Directions:
A) Please pick out and copy every line in the records below that contains the word "distant".
B) Carry the article below on South Korea's plan to ease home loan rules forward from its last sentence.

[BEGIN Document segment]

Tuesday, July 31, 2012

S. Korea seeks to ease home loan rules, take stimulus steps

http://english.yonhapnews.co.kr/national/2012/07/22/12/0301000000AEN20120722002400315F.HTML

SEOUL, July 22 (Yonhap) -- South Korea plans to ease mortgage lending limits and take other measures in a bid to tackle the housing market slump and spur domestic demand, the presidential office said Sunday.

   The plan, which came after a government-private meeting, calls for relaxing the so-called debt-to-income (DTI) ratio, which serves as a major tool to control housing loans by tying the maximum amount of money that home buyers can borrow to their income levels.

   The current ceiling is 40-60 percent in Seoul and the surrounding Gyeonggi Province, the nation's most populous region.

   "We will maintain the basic principle of DTI and plan to complement irrational parts (of the system) for those who actually want to buy houses," Kim Dae-ki, the chief presidential economic advisor, said at a briefing, without elaborating.

   The growing number of people who can't afford to make payments on their home loans emerged as a major concern as policymakers brace for an economic slowdown in the wake of the eurozone debt crisis.

   During the meeting, which lasted nearly 10 hours through midnight, officials and industry experts agreed to a set of measures aimed at spurring foreign investment and tax support for small and medium companies as well as eased regulations on building new hotels and resorts, participants said.

[END Document segment]
[BEGIN Input records]

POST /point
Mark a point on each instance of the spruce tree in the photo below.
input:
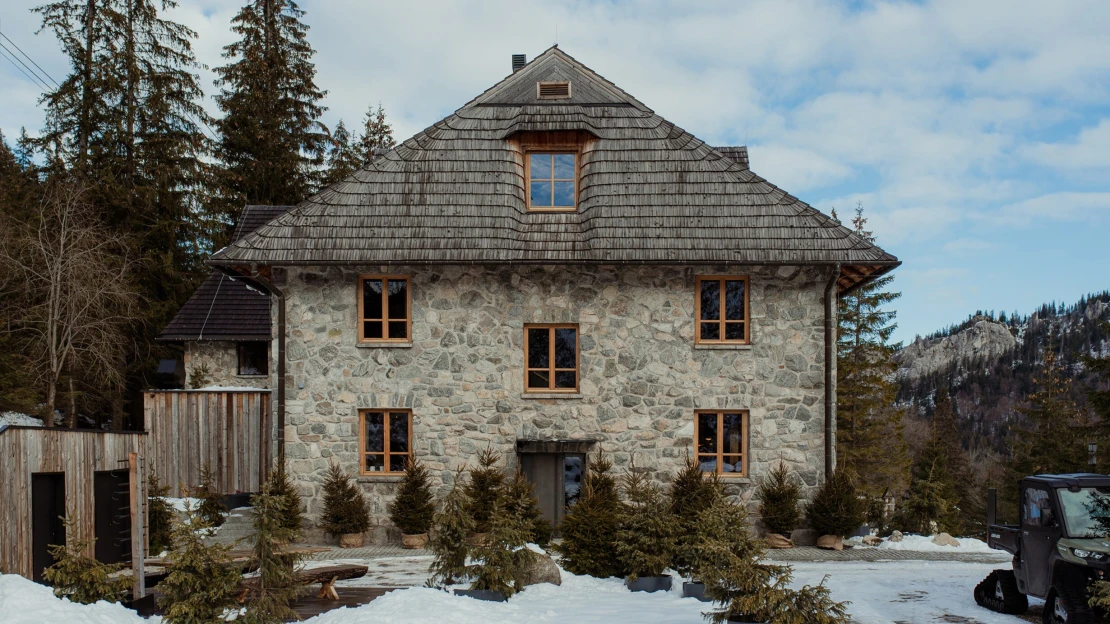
(82, 579)
(646, 537)
(836, 509)
(448, 543)
(483, 487)
(202, 583)
(778, 500)
(271, 144)
(344, 505)
(589, 527)
(870, 445)
(692, 492)
(269, 602)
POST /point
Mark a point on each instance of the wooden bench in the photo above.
(326, 576)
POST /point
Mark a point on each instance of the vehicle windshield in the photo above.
(1086, 512)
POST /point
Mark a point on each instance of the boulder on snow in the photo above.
(804, 537)
(945, 540)
(776, 541)
(538, 569)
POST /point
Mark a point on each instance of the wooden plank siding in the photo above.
(76, 452)
(226, 430)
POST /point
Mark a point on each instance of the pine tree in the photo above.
(212, 509)
(646, 539)
(413, 510)
(269, 602)
(344, 505)
(836, 509)
(448, 543)
(376, 136)
(202, 583)
(589, 529)
(159, 514)
(483, 489)
(870, 445)
(271, 143)
(80, 577)
(692, 492)
(778, 500)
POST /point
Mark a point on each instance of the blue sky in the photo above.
(976, 133)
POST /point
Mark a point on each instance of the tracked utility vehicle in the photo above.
(1060, 546)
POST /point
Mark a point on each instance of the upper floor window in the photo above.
(723, 314)
(552, 180)
(253, 359)
(722, 440)
(551, 356)
(384, 309)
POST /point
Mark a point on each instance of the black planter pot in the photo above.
(482, 595)
(649, 584)
(695, 591)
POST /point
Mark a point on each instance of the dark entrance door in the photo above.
(557, 480)
(48, 507)
(112, 511)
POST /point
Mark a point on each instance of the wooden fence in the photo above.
(72, 454)
(226, 430)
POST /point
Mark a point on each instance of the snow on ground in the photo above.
(23, 602)
(922, 543)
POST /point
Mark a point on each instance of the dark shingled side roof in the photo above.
(223, 308)
(649, 192)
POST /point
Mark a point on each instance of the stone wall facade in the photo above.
(220, 361)
(642, 376)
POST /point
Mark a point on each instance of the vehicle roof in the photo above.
(1078, 480)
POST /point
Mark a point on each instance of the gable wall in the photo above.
(642, 376)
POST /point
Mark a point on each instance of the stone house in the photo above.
(551, 271)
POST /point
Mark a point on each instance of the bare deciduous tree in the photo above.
(77, 297)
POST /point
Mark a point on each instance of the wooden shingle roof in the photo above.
(223, 308)
(649, 192)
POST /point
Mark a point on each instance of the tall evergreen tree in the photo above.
(272, 144)
(870, 446)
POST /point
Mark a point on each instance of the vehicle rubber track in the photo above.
(1001, 582)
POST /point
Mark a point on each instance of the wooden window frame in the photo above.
(719, 454)
(723, 321)
(385, 310)
(385, 440)
(551, 358)
(527, 175)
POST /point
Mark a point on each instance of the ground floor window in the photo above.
(722, 439)
(385, 440)
(253, 358)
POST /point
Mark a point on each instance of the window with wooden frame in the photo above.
(551, 358)
(384, 309)
(722, 310)
(552, 180)
(384, 441)
(722, 439)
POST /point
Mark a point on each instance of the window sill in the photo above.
(380, 477)
(723, 346)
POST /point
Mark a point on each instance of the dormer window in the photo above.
(552, 180)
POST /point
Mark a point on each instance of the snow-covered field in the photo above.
(879, 592)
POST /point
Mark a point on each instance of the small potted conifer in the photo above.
(412, 511)
(345, 515)
(835, 511)
(778, 505)
(646, 537)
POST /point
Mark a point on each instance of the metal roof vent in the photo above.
(553, 90)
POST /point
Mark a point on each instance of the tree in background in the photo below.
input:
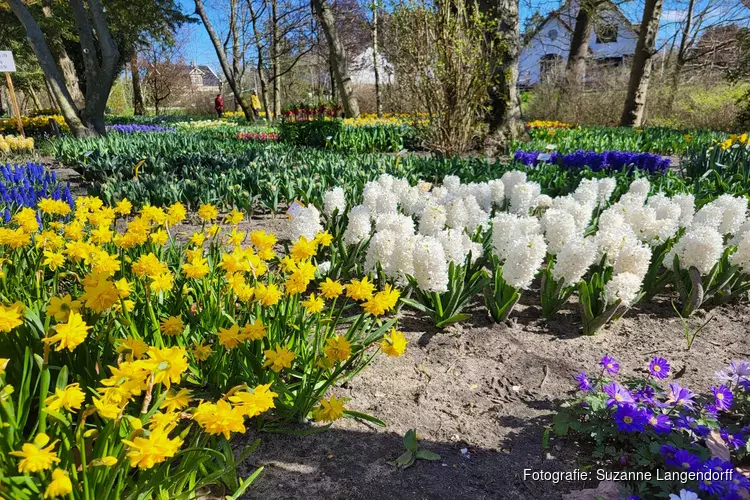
(633, 113)
(503, 37)
(337, 57)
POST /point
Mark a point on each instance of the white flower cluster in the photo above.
(304, 222)
(333, 200)
(721, 220)
(420, 230)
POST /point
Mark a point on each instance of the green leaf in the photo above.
(428, 455)
(410, 440)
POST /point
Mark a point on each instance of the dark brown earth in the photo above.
(478, 396)
(480, 388)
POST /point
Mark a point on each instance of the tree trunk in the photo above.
(640, 71)
(275, 60)
(260, 67)
(338, 58)
(138, 107)
(681, 53)
(34, 98)
(221, 54)
(64, 62)
(575, 69)
(375, 68)
(504, 117)
(52, 73)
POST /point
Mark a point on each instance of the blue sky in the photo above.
(200, 49)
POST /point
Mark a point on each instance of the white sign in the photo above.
(7, 64)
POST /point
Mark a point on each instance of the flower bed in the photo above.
(617, 161)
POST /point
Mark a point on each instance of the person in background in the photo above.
(255, 103)
(219, 105)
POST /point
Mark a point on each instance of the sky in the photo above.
(199, 48)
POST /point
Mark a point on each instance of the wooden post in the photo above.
(14, 103)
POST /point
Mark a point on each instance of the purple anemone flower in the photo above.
(723, 397)
(680, 396)
(610, 365)
(733, 440)
(659, 368)
(583, 382)
(685, 460)
(660, 422)
(617, 394)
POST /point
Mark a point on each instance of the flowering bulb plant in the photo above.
(131, 355)
(642, 424)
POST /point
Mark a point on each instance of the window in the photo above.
(550, 66)
(606, 33)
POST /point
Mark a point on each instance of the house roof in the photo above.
(555, 14)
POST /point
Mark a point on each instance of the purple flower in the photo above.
(690, 424)
(723, 397)
(630, 419)
(680, 396)
(659, 368)
(709, 486)
(617, 394)
(733, 373)
(733, 440)
(661, 423)
(685, 460)
(645, 394)
(610, 365)
(583, 382)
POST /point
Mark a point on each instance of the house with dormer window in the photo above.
(543, 57)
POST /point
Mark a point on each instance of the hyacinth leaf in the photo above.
(410, 440)
(364, 416)
(428, 455)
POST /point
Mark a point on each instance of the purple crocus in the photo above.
(617, 394)
(610, 365)
(723, 397)
(660, 422)
(680, 396)
(659, 368)
(630, 419)
(583, 382)
(733, 440)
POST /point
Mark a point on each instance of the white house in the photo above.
(612, 42)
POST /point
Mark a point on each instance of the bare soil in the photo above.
(480, 395)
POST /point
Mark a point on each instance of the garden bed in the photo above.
(477, 387)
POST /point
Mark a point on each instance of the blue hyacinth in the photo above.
(608, 161)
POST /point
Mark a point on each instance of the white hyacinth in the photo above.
(433, 219)
(359, 227)
(523, 197)
(559, 227)
(524, 261)
(701, 247)
(623, 286)
(741, 257)
(686, 202)
(574, 259)
(498, 192)
(306, 222)
(606, 187)
(508, 228)
(430, 265)
(333, 200)
(634, 258)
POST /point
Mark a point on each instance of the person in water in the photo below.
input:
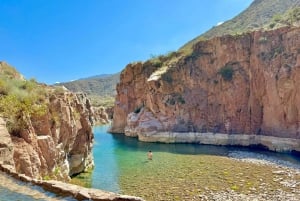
(149, 155)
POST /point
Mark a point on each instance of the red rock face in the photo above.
(262, 97)
(58, 144)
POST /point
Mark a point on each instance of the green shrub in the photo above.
(226, 72)
(20, 100)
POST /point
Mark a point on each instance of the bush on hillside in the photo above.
(226, 72)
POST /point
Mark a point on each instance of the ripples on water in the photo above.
(117, 156)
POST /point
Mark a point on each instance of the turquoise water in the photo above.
(119, 158)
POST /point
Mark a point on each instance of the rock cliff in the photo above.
(55, 145)
(243, 85)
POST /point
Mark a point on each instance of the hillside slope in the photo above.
(238, 89)
(45, 131)
(256, 16)
(100, 89)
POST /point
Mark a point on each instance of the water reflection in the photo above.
(118, 158)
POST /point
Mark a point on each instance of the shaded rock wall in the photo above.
(192, 94)
(56, 145)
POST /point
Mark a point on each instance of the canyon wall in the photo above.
(55, 145)
(243, 85)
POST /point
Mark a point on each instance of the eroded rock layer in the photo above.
(55, 145)
(247, 84)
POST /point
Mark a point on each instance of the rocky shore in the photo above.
(69, 190)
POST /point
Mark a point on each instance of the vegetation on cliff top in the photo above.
(19, 98)
(100, 89)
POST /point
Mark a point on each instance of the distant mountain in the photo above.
(256, 16)
(100, 88)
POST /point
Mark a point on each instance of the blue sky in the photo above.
(62, 40)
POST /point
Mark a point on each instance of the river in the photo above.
(121, 166)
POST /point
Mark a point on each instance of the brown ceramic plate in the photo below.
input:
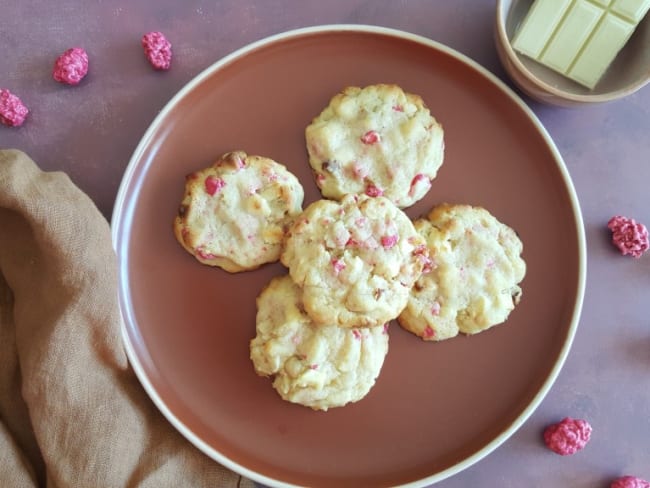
(436, 407)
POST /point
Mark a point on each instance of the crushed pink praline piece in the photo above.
(373, 191)
(568, 436)
(428, 332)
(629, 236)
(71, 67)
(158, 50)
(213, 184)
(13, 111)
(630, 482)
(371, 137)
(388, 242)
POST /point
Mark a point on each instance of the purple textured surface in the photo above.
(90, 131)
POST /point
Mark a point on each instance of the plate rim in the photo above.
(121, 212)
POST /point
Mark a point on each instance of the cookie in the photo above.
(234, 214)
(316, 366)
(376, 140)
(473, 282)
(355, 260)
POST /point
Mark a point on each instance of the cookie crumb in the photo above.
(568, 436)
(158, 50)
(629, 236)
(12, 110)
(71, 67)
(630, 482)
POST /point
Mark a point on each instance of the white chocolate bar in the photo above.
(578, 38)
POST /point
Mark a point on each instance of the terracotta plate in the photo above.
(436, 407)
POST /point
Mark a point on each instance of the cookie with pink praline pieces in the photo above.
(234, 213)
(474, 280)
(378, 140)
(355, 260)
(318, 366)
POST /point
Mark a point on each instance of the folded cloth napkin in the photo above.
(72, 413)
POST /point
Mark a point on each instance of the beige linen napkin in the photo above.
(72, 413)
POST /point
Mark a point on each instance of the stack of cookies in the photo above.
(355, 260)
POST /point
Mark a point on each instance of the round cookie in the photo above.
(317, 366)
(473, 281)
(234, 214)
(376, 140)
(355, 260)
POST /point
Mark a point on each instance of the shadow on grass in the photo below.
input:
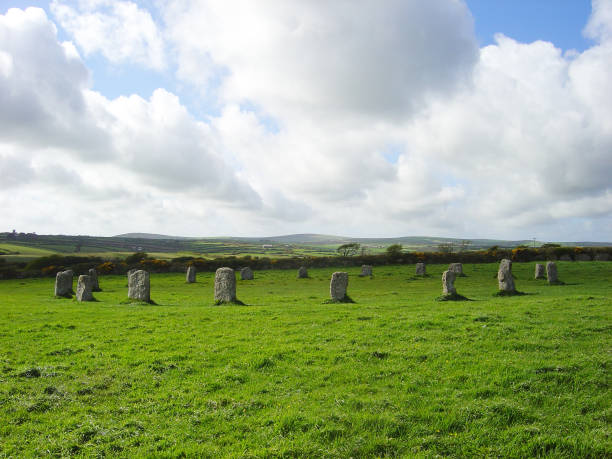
(506, 293)
(235, 302)
(346, 299)
(453, 297)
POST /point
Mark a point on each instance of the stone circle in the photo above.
(225, 285)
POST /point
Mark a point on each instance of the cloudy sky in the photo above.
(351, 117)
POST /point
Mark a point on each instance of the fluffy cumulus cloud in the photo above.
(343, 117)
(119, 30)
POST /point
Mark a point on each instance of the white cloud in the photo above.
(325, 59)
(334, 117)
(119, 30)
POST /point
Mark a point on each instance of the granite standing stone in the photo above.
(246, 273)
(95, 286)
(457, 268)
(504, 276)
(540, 272)
(551, 272)
(139, 286)
(448, 282)
(338, 286)
(84, 287)
(190, 278)
(225, 285)
(63, 283)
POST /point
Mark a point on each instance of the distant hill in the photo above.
(21, 246)
(149, 236)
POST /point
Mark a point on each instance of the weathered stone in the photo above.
(551, 273)
(84, 288)
(338, 286)
(246, 273)
(457, 268)
(190, 277)
(504, 276)
(225, 285)
(63, 283)
(139, 286)
(448, 282)
(95, 286)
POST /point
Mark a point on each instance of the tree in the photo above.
(348, 250)
(394, 250)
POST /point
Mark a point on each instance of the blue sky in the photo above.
(358, 118)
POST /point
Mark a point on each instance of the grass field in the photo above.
(395, 374)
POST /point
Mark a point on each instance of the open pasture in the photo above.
(395, 374)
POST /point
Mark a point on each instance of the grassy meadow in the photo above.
(396, 374)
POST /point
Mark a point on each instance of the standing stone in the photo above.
(190, 278)
(551, 273)
(504, 276)
(63, 283)
(540, 272)
(457, 268)
(139, 286)
(84, 288)
(225, 285)
(95, 286)
(246, 273)
(338, 285)
(448, 282)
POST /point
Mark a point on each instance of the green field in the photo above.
(396, 374)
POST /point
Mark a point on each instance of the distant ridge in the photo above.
(149, 236)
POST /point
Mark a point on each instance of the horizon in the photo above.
(339, 236)
(445, 117)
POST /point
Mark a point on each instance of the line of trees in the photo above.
(353, 256)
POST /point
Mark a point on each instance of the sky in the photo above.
(468, 119)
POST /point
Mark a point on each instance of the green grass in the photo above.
(394, 374)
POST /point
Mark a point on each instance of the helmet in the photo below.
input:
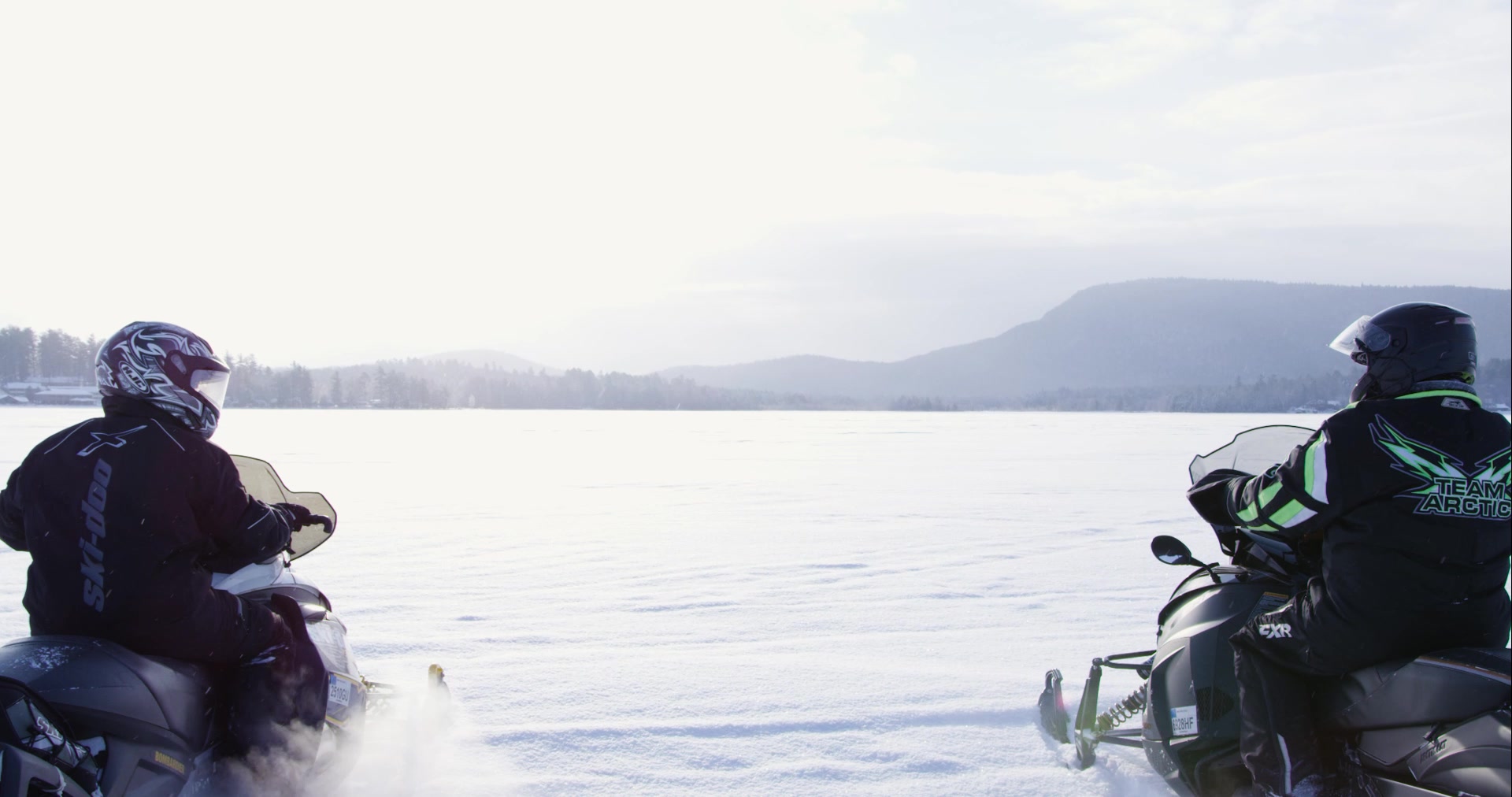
(1406, 343)
(169, 368)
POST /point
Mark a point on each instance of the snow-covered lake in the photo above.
(731, 602)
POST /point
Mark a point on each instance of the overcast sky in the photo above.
(642, 185)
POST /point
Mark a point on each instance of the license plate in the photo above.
(340, 691)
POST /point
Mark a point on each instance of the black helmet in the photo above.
(167, 366)
(1408, 343)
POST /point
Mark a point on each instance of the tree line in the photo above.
(52, 356)
(57, 358)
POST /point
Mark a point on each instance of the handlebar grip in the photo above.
(320, 521)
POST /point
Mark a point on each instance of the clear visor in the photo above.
(1360, 338)
(210, 384)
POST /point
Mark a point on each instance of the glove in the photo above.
(298, 516)
(1210, 496)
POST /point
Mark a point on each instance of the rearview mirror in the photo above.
(1172, 550)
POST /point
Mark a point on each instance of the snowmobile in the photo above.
(85, 717)
(1436, 725)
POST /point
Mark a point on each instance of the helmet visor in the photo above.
(1361, 338)
(210, 384)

[END Input records]

The responses:
A)
Mark a point on each instance of the distant mountain in the photo above.
Mark a point on each instance of the distant hill in the photo above.
Mark a point on each instance of the distant ridge in the photo above.

B)
   As a way to spur domestic demand, the government officials and businessmen agreed to encourage employees to use up their vacations during the summer, they said.

   Kim said the finance ministry will hold a meeting on Monday with related agencies to prepare follow-up measures aimed at boosting domestic demand in Asia's fourth-largest economy.

   The stimulus plan comes as South Korea's economy has been losing steam in the face of the eurozone debt crisis and a global economic slump that have made a dent in exports, the main driver of its growth.

   In the second quarter, Asia's fourth-largest economy is estimated to have grown a mere 0.5 percent on-quarter, slowing from a 0.9 percent expansion in the first quarter, hit by plummeting exports.

   About a week ago, the Bank of Korea downgraded its 2012 growth outlook for the economy to 3 percent from an earlier 3.5 percent, citing sinking overseas shipments. Some private economists warn that South Korea's annual growth rate could fall below 3 percent.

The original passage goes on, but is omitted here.